* Task to carry out
All of the records below need to be returned exactly.

Working data section start

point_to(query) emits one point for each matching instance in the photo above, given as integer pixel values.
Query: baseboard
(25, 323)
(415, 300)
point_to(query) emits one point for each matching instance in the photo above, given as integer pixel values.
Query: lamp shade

Working data section end

* Written solution
point_to(query) emits one point for each matching instance in the photo above, given as integer pixel values.
Query: baseboard
(25, 323)
(415, 300)
point_to(query) emits one point for each matching instance in the photo above, given as integer pixel values.
Query: lamp shade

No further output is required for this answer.